EXERCISE REQUIREMENTS →
Write out every line of the items again, requests included, and multiply each coordinate in the answers by 1.8, rounding to the nearest whole number with halves rounded up.

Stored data
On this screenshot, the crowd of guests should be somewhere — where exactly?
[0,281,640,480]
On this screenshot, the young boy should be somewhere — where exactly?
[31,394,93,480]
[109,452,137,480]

EXERCISE RESULT →
On this screenshot, the crowd of guests should be somewhere — where exactly?
[0,506,1152,864]
On this screenshot, the young boy should be somewhere — where exactly?
[56,709,167,864]
[196,814,247,864]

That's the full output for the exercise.